#### [Action item]
Pick up the article below on eating eggs and heart health after its final sentence, and continue it.

#### [Excerpted passage]
▼
The health benefit of egg has remained a strong debate following warnings in the past that the cholesterol was bad for your heart.
However, a study of nearly half a million people in China suggests a daily egg intake may reduce the risk of a heart disease and stroke.
The study which was published in the journal Heart reviewed that eating an egg daily lowered the odds of dying from heart disease by 18% and cut the risk of hemorrhagic stroke by 28%, when compared with those who never, or rarely, ate eggs.
On the analysis of other factors that could affect risk, such as diet and exercise, this also proved to be true.
Experts stress any egg consumption needs to be part of a healthy lifestyle to be beneficial.
But fears that eating too many eggs can be bad for you appear to have been laid to rest.
Prof Nita Forouhi, of the University of Cambridge, commenting on the work says:
“One can deliberate on the many limitations and caveats of nutritional research, but the take-home message of this research from a large study from China is that at the very least up to one egg a day is not linked with raised cardiovascular risk, and at best up to one egg a day may even have health benefits.”
▲
Data entries
▼
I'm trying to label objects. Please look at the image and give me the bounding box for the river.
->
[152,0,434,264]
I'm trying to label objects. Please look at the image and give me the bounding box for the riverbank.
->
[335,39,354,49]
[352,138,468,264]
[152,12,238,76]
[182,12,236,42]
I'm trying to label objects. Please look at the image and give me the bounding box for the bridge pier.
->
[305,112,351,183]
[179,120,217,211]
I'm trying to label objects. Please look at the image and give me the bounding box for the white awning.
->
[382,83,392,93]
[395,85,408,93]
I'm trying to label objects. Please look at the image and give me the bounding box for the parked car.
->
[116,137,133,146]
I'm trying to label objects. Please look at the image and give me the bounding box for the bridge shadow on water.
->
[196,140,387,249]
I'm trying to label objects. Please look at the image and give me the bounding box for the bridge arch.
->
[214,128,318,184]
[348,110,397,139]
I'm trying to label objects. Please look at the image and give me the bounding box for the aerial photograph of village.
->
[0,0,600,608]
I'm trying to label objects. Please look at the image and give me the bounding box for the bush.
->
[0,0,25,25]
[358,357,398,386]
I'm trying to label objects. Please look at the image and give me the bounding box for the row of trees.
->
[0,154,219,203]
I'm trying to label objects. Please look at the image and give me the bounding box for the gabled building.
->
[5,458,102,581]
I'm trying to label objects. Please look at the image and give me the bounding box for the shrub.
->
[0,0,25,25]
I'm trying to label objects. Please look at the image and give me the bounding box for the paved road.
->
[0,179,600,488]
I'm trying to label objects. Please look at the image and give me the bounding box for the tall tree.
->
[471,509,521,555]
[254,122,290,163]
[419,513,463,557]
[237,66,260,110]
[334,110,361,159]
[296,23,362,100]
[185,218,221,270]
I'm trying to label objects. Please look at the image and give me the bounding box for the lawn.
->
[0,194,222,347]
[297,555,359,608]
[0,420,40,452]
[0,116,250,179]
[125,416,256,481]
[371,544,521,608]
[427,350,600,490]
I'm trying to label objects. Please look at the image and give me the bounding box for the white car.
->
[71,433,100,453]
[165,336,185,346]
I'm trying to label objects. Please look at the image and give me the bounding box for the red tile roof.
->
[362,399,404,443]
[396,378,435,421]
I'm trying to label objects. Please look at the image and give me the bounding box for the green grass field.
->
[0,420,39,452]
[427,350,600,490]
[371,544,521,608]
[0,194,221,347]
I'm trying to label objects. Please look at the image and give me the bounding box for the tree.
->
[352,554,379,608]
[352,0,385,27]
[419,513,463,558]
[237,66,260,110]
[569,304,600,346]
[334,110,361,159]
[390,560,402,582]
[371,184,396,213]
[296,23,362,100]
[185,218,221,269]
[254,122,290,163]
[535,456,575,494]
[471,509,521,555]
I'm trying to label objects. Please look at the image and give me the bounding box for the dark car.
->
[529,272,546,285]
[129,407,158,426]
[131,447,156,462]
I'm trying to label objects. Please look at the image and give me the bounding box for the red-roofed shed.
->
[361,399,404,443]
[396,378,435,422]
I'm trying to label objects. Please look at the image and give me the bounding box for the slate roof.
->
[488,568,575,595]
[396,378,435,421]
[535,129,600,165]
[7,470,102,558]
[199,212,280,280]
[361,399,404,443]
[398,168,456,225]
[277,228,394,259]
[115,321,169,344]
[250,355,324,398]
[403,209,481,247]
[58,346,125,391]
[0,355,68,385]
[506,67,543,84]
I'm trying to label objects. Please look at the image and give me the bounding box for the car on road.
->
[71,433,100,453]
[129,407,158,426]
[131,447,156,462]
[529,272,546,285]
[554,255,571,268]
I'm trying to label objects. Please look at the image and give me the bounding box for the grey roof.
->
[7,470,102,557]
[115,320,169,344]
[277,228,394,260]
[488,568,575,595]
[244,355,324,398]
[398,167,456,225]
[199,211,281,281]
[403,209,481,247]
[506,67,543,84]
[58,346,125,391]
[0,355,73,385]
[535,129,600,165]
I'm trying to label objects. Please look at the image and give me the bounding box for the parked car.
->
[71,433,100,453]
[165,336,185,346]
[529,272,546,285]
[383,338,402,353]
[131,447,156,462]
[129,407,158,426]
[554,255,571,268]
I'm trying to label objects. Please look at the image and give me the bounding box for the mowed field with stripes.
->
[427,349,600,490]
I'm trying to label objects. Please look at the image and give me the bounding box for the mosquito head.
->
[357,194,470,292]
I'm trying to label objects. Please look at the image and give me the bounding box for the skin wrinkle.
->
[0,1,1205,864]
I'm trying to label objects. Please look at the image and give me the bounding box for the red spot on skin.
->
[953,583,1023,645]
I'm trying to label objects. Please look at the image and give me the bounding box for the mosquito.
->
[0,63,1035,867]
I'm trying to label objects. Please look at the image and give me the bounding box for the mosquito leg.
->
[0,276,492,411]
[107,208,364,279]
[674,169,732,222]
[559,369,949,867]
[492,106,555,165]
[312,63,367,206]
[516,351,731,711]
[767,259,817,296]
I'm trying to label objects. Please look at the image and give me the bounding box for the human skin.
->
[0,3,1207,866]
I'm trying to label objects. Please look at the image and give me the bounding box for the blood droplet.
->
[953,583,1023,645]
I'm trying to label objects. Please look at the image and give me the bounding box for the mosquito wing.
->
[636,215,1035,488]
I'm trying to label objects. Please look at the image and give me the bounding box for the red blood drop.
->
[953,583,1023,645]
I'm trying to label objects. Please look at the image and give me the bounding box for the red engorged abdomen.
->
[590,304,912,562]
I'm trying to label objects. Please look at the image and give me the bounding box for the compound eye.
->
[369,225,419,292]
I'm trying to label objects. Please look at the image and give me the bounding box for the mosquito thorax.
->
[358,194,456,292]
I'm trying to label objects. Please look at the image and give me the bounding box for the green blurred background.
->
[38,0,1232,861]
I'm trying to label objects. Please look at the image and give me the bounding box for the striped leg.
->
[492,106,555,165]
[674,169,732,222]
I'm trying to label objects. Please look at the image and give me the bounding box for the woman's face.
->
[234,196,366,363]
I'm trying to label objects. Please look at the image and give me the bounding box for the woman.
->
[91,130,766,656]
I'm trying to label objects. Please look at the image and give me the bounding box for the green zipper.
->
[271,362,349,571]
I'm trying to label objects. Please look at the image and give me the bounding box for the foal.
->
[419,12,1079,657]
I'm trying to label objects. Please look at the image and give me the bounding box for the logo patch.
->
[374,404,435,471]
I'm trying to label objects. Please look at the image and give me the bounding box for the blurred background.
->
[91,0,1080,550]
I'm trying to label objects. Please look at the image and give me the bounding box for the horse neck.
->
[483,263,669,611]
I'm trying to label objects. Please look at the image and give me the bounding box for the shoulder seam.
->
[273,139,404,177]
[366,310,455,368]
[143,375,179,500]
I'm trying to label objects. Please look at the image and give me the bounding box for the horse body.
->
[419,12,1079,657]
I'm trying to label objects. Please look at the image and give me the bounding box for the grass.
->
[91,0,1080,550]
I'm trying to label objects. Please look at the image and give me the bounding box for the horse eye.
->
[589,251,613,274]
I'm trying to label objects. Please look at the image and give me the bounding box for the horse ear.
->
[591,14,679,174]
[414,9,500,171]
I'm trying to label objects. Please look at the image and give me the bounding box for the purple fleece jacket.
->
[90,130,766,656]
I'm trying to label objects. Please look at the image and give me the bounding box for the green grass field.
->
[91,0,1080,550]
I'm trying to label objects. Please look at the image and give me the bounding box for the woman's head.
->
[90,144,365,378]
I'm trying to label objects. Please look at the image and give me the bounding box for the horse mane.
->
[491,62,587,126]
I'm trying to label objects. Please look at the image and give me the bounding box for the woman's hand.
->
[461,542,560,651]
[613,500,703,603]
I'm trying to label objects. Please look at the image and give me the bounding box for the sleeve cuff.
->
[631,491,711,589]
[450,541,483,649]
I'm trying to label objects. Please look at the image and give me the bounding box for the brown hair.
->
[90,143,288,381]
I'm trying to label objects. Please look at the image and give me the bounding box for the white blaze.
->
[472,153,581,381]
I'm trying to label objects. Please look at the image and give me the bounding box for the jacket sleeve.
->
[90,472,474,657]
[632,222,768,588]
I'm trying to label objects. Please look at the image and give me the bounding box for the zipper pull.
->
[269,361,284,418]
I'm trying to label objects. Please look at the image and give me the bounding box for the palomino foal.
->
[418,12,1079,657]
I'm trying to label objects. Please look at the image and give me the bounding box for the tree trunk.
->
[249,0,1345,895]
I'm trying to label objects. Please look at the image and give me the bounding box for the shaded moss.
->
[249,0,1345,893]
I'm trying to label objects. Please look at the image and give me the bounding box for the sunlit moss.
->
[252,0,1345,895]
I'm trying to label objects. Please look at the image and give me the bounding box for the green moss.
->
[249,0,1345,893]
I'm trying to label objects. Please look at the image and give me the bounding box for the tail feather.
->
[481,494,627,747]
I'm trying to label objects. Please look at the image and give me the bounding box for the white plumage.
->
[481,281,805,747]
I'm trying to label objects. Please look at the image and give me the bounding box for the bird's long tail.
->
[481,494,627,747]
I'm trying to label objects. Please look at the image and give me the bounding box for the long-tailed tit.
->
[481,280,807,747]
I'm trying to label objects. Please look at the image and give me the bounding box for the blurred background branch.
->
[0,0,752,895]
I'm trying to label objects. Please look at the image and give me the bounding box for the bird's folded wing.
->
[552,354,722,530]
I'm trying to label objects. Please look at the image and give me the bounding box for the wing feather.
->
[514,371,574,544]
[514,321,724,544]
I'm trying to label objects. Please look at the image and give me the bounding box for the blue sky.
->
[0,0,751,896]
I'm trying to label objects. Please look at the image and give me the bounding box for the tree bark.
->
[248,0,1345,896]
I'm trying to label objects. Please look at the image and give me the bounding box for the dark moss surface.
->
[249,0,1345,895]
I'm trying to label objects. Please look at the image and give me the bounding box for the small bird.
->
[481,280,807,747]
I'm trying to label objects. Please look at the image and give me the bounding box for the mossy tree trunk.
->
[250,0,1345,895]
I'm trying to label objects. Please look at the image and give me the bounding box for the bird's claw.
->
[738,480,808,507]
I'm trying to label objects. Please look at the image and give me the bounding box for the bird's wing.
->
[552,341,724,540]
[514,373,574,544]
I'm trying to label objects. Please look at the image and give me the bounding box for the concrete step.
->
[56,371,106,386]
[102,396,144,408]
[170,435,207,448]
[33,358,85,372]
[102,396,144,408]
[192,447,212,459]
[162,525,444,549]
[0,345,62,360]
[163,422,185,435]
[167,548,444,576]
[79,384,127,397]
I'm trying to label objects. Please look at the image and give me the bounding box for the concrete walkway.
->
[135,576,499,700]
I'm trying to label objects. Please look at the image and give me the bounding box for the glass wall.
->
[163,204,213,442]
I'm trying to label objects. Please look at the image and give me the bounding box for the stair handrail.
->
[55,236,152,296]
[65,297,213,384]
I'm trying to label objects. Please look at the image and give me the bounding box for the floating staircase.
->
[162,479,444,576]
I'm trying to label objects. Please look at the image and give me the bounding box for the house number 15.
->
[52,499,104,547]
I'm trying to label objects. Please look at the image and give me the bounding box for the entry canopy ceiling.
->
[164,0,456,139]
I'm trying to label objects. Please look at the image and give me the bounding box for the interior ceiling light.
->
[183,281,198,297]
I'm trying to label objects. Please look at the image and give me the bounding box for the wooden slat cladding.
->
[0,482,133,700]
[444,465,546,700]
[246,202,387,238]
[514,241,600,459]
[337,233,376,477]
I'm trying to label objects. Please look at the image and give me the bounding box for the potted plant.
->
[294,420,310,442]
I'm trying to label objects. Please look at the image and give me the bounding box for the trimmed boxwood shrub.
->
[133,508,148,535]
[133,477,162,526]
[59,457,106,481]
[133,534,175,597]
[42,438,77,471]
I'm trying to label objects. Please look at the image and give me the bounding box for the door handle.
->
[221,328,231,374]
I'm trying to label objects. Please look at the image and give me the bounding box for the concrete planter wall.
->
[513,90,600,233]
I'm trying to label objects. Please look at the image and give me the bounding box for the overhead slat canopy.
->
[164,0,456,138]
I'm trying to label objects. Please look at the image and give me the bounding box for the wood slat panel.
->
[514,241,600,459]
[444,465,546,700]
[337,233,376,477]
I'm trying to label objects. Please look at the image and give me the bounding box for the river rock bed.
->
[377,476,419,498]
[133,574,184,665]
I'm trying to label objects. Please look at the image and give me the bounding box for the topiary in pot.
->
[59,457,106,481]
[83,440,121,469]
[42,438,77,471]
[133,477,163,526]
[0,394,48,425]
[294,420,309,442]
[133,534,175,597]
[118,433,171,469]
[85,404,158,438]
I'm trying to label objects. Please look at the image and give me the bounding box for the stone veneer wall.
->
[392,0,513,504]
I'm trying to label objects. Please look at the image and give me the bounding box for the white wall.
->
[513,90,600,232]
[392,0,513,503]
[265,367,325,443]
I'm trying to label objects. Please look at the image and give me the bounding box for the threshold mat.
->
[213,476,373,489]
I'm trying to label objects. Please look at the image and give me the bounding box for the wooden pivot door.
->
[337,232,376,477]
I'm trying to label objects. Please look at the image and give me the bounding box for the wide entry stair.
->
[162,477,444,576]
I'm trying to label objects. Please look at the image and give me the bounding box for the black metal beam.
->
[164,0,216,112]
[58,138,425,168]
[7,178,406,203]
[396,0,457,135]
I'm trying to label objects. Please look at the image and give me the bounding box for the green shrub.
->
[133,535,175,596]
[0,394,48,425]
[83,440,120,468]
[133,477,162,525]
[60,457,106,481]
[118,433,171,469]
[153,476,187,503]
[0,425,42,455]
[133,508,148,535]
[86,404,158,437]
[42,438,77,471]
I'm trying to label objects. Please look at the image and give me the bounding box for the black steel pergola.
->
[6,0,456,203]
▲
#### [Output for this exercise]
Doctors encourage the eating of eggs as part of a healthy diet, as they are one of nature’s most nutritionally dense foods with high levels of protein, Vitamins A, D, B and B12, as well as lutein and zeaxanthin that can help prevent eye damage in old age.
Dr Frankie Phillips, of the British Dietetic Association speaking on this said: “One – even two – a day is absolutely fine,”
“People shouldn’t be frightened of eating too many eggs,” he added.
Most dieticians recommend raw or lightly cooked eggs instead of frying an egg, because of the associated fat content and increased cholesterol intake. Cooking eggs thoroughly is the safest option if you are still concerned about food poisoning.